- [TASK PROMPT]
Lay out every line of the listing below as a Markdown table with a Row column for the line number and a Line column for its text, skipping blank lines. Leave the pictures out of the table.
• • • •
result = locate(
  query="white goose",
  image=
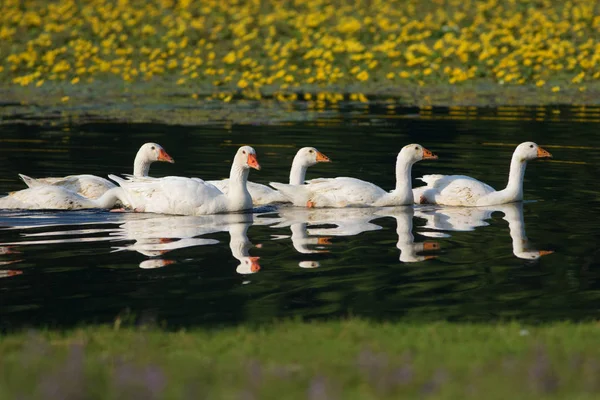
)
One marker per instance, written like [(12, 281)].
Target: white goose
[(460, 190), (192, 196), (48, 197), (92, 186), (263, 195), (344, 192)]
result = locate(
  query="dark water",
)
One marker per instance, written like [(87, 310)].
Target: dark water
[(92, 266)]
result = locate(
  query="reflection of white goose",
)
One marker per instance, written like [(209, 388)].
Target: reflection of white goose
[(347, 221), (154, 247), (406, 241), (7, 273), (467, 219), (455, 218), (301, 240), (157, 235), (154, 263), (239, 245)]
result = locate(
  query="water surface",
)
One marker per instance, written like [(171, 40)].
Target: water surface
[(411, 263)]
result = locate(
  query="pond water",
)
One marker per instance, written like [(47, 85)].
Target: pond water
[(404, 263)]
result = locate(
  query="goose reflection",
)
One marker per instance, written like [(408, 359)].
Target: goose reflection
[(409, 250), (346, 221), (157, 235), (468, 219), (306, 240), (7, 273)]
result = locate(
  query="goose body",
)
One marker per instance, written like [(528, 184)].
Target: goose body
[(92, 186), (461, 190), (264, 195), (345, 192), (49, 197), (192, 196)]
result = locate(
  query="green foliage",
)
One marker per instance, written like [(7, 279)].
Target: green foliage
[(351, 359)]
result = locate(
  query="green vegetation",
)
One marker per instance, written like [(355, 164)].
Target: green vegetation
[(73, 54), (352, 359)]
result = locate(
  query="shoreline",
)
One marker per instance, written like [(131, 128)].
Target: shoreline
[(161, 102), (339, 359)]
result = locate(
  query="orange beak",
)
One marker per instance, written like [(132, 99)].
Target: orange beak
[(543, 153), (428, 155), (322, 157), (10, 250), (254, 265), (163, 156), (253, 162), (430, 245), (324, 240)]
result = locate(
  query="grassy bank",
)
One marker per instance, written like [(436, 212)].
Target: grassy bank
[(422, 52), (344, 360)]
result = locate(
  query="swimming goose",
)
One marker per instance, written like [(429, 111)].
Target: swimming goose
[(344, 192), (92, 186), (192, 196), (49, 197), (460, 190), (263, 195)]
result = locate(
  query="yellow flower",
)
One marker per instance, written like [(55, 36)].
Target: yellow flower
[(362, 76), (229, 58)]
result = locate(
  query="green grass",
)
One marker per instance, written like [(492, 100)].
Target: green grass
[(293, 360)]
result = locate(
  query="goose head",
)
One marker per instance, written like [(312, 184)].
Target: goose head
[(155, 263), (248, 265), (246, 158), (154, 152), (530, 151), (415, 152), (310, 156), (309, 264), (531, 255)]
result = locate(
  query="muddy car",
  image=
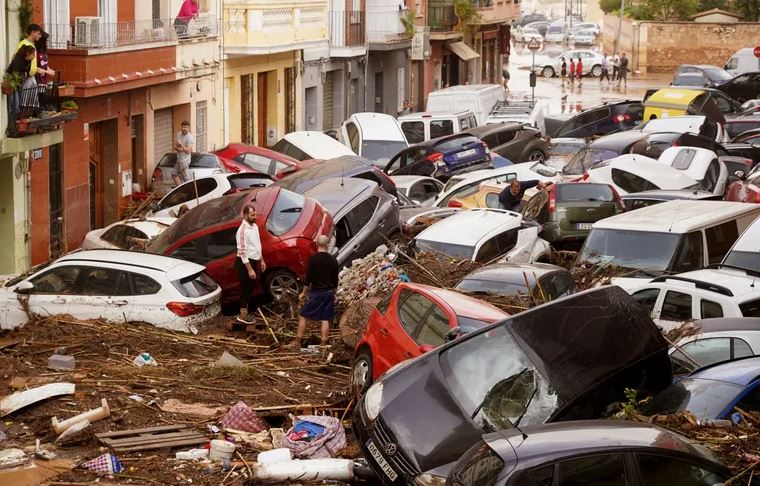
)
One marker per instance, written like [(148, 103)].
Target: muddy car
[(566, 360)]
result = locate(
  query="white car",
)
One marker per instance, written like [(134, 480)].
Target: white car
[(204, 189), (307, 145), (124, 235), (700, 294), (699, 164), (115, 286), (484, 235), (635, 173), (420, 190)]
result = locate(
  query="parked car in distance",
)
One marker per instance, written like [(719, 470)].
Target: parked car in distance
[(505, 375), (441, 157), (484, 235), (288, 227), (126, 234), (513, 141), (241, 157), (309, 145), (115, 286), (424, 126), (419, 189), (712, 392), (363, 215), (411, 321), (373, 136), (542, 281), (599, 454), (201, 165)]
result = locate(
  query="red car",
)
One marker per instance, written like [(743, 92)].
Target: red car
[(413, 320), (288, 224), (239, 157)]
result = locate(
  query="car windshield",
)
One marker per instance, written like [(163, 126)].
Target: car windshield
[(703, 398), (587, 158), (644, 250), (495, 382)]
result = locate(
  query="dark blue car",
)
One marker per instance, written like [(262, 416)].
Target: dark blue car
[(713, 392), (442, 157)]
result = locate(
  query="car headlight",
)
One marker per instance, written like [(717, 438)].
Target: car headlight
[(372, 400)]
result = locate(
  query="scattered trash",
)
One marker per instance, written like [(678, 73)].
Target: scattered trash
[(241, 417), (144, 359), (19, 400)]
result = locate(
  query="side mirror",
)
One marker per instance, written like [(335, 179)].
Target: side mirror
[(25, 287)]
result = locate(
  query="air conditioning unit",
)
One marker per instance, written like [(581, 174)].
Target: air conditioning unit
[(87, 31)]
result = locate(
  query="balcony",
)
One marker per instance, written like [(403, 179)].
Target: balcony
[(254, 27)]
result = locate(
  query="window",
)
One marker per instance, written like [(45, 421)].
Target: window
[(676, 306), (657, 470), (599, 470), (720, 239)]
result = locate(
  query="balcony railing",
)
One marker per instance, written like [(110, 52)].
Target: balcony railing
[(347, 28)]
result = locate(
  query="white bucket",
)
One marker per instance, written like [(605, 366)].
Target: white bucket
[(221, 450)]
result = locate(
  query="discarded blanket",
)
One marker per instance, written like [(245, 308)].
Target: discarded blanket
[(313, 437)]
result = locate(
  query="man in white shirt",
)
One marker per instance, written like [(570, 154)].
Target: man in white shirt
[(249, 263)]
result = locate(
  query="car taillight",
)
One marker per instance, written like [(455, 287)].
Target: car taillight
[(185, 309)]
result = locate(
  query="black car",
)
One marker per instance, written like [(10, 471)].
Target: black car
[(565, 360), (513, 141), (743, 87), (604, 119), (592, 452), (344, 166), (442, 157)]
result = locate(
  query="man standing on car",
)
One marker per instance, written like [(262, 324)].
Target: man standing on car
[(183, 145), (511, 197), (249, 263), (319, 291)]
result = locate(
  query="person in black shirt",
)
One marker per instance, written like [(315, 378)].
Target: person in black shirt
[(511, 197), (319, 291)]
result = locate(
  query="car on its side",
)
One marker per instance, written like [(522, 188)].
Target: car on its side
[(115, 286), (441, 157), (513, 141), (364, 216), (541, 281), (201, 165), (601, 452), (126, 234), (288, 227), (411, 321)]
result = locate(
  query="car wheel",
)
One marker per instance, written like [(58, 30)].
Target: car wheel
[(281, 284), (361, 371)]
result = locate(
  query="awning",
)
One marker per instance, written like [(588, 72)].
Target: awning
[(462, 50)]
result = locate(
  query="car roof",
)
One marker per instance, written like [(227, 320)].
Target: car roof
[(676, 216), (471, 226)]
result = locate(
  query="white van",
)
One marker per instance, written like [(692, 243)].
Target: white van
[(423, 126), (374, 136), (478, 98), (743, 61)]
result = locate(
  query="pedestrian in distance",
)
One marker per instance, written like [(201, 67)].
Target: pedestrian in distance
[(318, 293), (184, 145), (249, 264)]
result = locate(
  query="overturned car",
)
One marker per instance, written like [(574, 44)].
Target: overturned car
[(565, 360)]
• • • •
- [WRITTEN RESPONSE]
| Row | Line |
|---|---|
| 1 | result = locate( |
| 2 |   query="white goose", |
| 3 |   image= |
| 4 | ) |
| 5 | One marker per instance, written like [(12, 281)]. |
| 6 | Target: white goose |
| 7 | [(460, 190), (192, 196), (48, 197), (92, 186), (263, 195), (344, 192)] |
| 8 | result = locate( |
| 9 |   query="dark water", |
| 10 | ) |
| 11 | One marker per instance, written like [(87, 310)]. |
| 12 | Target: dark water |
| 13 | [(92, 266)] |
| 14 | result = locate( |
| 15 |   query="reflection of white goose", |
| 16 | ) |
| 17 | One marker per instance, written like [(209, 388)]. |
| 18 | Target: reflection of white goose |
| 19 | [(347, 221), (154, 247), (406, 241), (7, 273), (467, 219), (455, 218), (301, 240), (157, 235), (154, 263), (239, 245)] |
| 20 | result = locate( |
| 21 |   query="water surface", |
| 22 | ) |
| 23 | One marker per instance, written like [(171, 40)]. |
| 24 | Target: water surface |
| 25 | [(411, 263)] |
| 26 | result = locate( |
| 27 |   query="pond water", |
| 28 | ) |
| 29 | One marker per instance, written like [(47, 85)]. |
| 30 | Target: pond water |
| 31 | [(404, 263)] |
| 32 | result = locate( |
| 33 |   query="goose reflection", |
| 34 | ) |
| 35 | One marker per instance, written like [(408, 359)]. |
| 36 | Target: goose reflection |
| 37 | [(409, 250), (346, 221), (157, 235), (468, 219), (306, 240), (7, 273)] |
| 38 | result = locate( |
| 39 |   query="goose body", |
| 40 | ) |
| 41 | One marker per instance, written like [(528, 184)]. |
| 42 | Target: goose body |
| 43 | [(92, 186), (461, 190), (264, 195), (345, 192), (49, 197), (192, 196)] |
| 44 | result = locate( |
| 45 |   query="green foliage", |
| 46 | ) |
| 47 | One marker per instance, written like [(7, 279)]. |
| 48 | Target: green foliage |
| 49 | [(351, 359)] |
| 50 | result = locate( |
| 51 |   query="green vegetation", |
| 52 | ) |
| 53 | One marker per instance, written like [(355, 164)]. |
| 54 | Target: green vegetation |
| 55 | [(73, 54), (352, 359)] |
| 56 | result = locate( |
| 57 |   query="shoreline", |
| 58 | ) |
| 59 | One marker per instance, written like [(131, 128)]. |
| 60 | Target: shoreline |
| 61 | [(161, 102), (339, 359)] |
| 62 | result = locate( |
| 63 |   query="orange beak", |
| 64 | ) |
| 65 | One marker per instance, written like [(132, 99)]. |
| 66 | Target: orange beak |
| 67 | [(543, 153), (428, 155), (322, 157), (10, 250), (254, 265), (163, 156), (253, 162), (430, 245), (324, 240)] |
| 68 | result = locate( |
| 69 |   query="grassy bank", |
| 70 | ) |
| 71 | One marker per instance, written like [(436, 212)]. |
| 72 | Target: grassy bank |
| 73 | [(422, 52), (344, 360)] |
| 74 | result = locate( |
| 75 |   query="swimming goose", |
| 76 | ) |
| 77 | One marker per instance, written like [(429, 111)]. |
| 78 | Target: swimming goose |
| 79 | [(344, 192), (92, 186), (192, 196), (49, 197), (460, 190), (263, 195)] |
| 80 | result = locate( |
| 81 |   query="yellow flower", |
| 82 | ) |
| 83 | One marker per instance, written like [(55, 36)]. |
| 84 | Target: yellow flower |
| 85 | [(362, 76), (229, 58)] |
| 86 | result = locate( |
| 87 |   query="green grass", |
| 88 | ) |
| 89 | One marker per instance, written like [(492, 100)]. |
| 90 | Target: green grass |
| 91 | [(293, 360)] |
| 92 | result = locate( |
| 93 |   query="goose head", |
| 94 | ) |
| 95 | One marker per instance, written like [(312, 184)]. |
| 96 | Target: goose head |
| 97 | [(155, 263), (248, 265), (246, 158), (154, 152), (530, 151), (415, 152), (310, 156), (309, 264), (531, 255)] |
| 98 | result = locate( |
| 99 |   query="muddy car", |
| 100 |   image= |
| 101 | ) |
| 102 | One marker per instance, written like [(148, 103)]. |
| 103 | Target: muddy car |
| 104 | [(566, 360)] |
| 105 | result = locate( |
| 106 |   query="white car", |
| 107 | ) |
| 108 | One marker per instance, written like [(134, 480)]. |
| 109 | Target: white car |
| 110 | [(204, 189), (307, 145), (124, 235), (700, 294), (699, 164), (115, 286), (484, 235), (635, 173), (420, 190)] |
| 111 | result = locate( |
| 112 |   query="parked car in distance", |
| 113 | ) |
| 114 | One marker per instance, written like [(719, 470)]. |
| 115 | Target: parked car in distance |
| 116 | [(505, 375), (441, 157), (484, 235), (288, 227), (126, 234), (513, 141), (241, 157), (309, 145), (115, 286), (424, 126), (419, 189), (712, 392), (363, 215), (411, 321), (373, 136), (542, 281), (599, 454), (201, 165)] |
| 117 | result = locate( |
| 118 |   query="red car", |
| 119 | ) |
| 120 | One marker per instance, written like [(743, 92)]. |
| 121 | Target: red car |
| 122 | [(413, 320), (288, 224), (239, 157)] |
| 123 | result = locate( |
| 124 |   query="car windshield", |
| 125 | ) |
| 126 | One marker per instance, written like [(163, 126)]. |
| 127 | Target: car windshield |
| 128 | [(703, 398), (587, 158), (644, 250), (495, 382)] |
| 129 | result = locate( |
| 130 |   query="dark blue car", |
| 131 | ) |
| 132 | One marker per instance, written like [(262, 416)]. |
| 133 | Target: dark blue car |
| 134 | [(713, 392), (442, 157)] |
| 135 | result = locate( |
| 136 |   query="car headlight", |
| 137 | ) |
| 138 | One marker per instance, written like [(717, 438)]. |
| 139 | Target: car headlight |
| 140 | [(372, 400)] |
| 141 | result = locate( |
| 142 |   query="scattered trash", |
| 143 | ) |
| 144 | One marker per instance, written like [(678, 73)]. |
| 145 | Target: scattered trash |
| 146 | [(241, 417), (144, 359), (19, 400)] |
| 147 | result = locate( |
| 148 |   query="side mirror", |
| 149 | ) |
| 150 | One marker per instance, written like [(335, 179)]. |
| 151 | Target: side mirror |
| 152 | [(25, 287)] |
| 153 | result = locate( |
| 154 |   query="air conditioning unit", |
| 155 | ) |
| 156 | One marker per instance, written like [(581, 174)]. |
| 157 | Target: air conditioning unit |
| 158 | [(87, 31)] |
| 159 | result = locate( |
| 160 |   query="balcony", |
| 161 | ) |
| 162 | One marker per instance, written like [(403, 179)]. |
| 163 | Target: balcony |
| 164 | [(254, 27)] |
| 165 | result = locate( |
| 166 |   query="window", |
| 167 | ) |
| 168 | One marker per instance, written like [(45, 421)]. |
| 169 | Target: window |
| 170 | [(676, 306), (657, 470), (599, 470), (720, 239)] |
| 171 | result = locate( |
| 172 |   query="balcony railing", |
| 173 | ) |
| 174 | One marker per instance, written like [(110, 52)]. |
| 175 | Target: balcony railing |
| 176 | [(347, 28)] |
| 177 | result = locate( |
| 178 |   query="white bucket", |
| 179 | ) |
| 180 | One marker per instance, written like [(605, 366)]. |
| 181 | Target: white bucket |
| 182 | [(221, 450)] |
| 183 | result = locate( |
| 184 |   query="discarded blanket", |
| 185 | ) |
| 186 | One marker per instance, written like [(245, 308)]. |
| 187 | Target: discarded blanket |
| 188 | [(313, 437)] |
| 189 | result = locate( |
| 190 |   query="man in white shirt", |
| 191 | ) |
| 192 | One marker per instance, written like [(570, 154)]. |
| 193 | Target: man in white shirt |
| 194 | [(249, 263)] |
| 195 | result = locate( |
| 196 |   query="car taillight", |
| 197 | ) |
| 198 | One marker per instance, written like [(455, 287)]. |
| 199 | Target: car taillight |
| 200 | [(185, 309)] |
| 201 | result = locate( |
| 202 |   query="black car", |
| 203 | ) |
| 204 | One marker per instance, written like [(10, 471)]. |
| 205 | Target: black car |
| 206 | [(565, 360), (513, 141), (743, 87), (604, 119), (592, 452), (344, 166), (442, 157)] |
| 207 | result = locate( |
| 208 |   query="man standing on car", |
| 209 | ) |
| 210 | One marker per instance, written like [(262, 324)]. |
| 211 | Target: man standing on car |
| 212 | [(183, 145), (511, 197), (249, 263), (319, 291)] |
| 213 | result = locate( |
| 214 |   query="person in black shirt", |
| 215 | ) |
| 216 | One marker per instance, written like [(315, 378)]. |
| 217 | Target: person in black shirt |
| 218 | [(511, 197), (319, 291)] |
| 219 | result = locate( |
| 220 |   query="car on its side", |
| 221 | ) |
| 222 | One marker per instance, written like [(522, 188)]. |
| 223 | Target: car on its side |
| 224 | [(115, 286), (441, 157), (513, 141), (364, 216), (541, 281), (201, 165), (601, 452), (126, 234), (288, 227), (411, 321)] |
| 225 | result = locate( |
| 226 |   query="car wheel", |
| 227 | ) |
| 228 | One marker per instance, written like [(58, 30)]. |
| 229 | Target: car wheel |
| 230 | [(281, 284), (361, 371)] |
| 231 | result = locate( |
| 232 |   query="awning", |
| 233 | ) |
| 234 | One marker per instance, written like [(588, 72)]. |
| 235 | Target: awning |
| 236 | [(462, 50)] |
| 237 | result = locate( |
| 238 |   query="car roof", |
| 239 | ) |
| 240 | One marker per instance, written like [(227, 320)]. |
| 241 | Target: car roof |
| 242 | [(676, 216), (471, 226)] |
| 243 | result = locate( |
| 244 |   query="white van", |
| 245 | ) |
| 246 | One marker per instance, written like [(692, 243)]. |
| 247 | Target: white van |
| 248 | [(423, 126), (374, 136), (478, 98), (743, 61)] |
| 249 | result = locate( |
| 250 |   query="pedestrian in distance", |
| 251 | ) |
| 252 | One marker per instance, written like [(201, 67)]. |
| 253 | Target: pedestrian in distance |
| 254 | [(318, 293), (184, 145), (249, 264)] |
| 255 | result = locate( |
| 256 |   query="overturned car", |
| 257 | ) |
| 258 | One marker per instance, written like [(574, 44)]. |
| 259 | Target: overturned car |
| 260 | [(565, 360)] |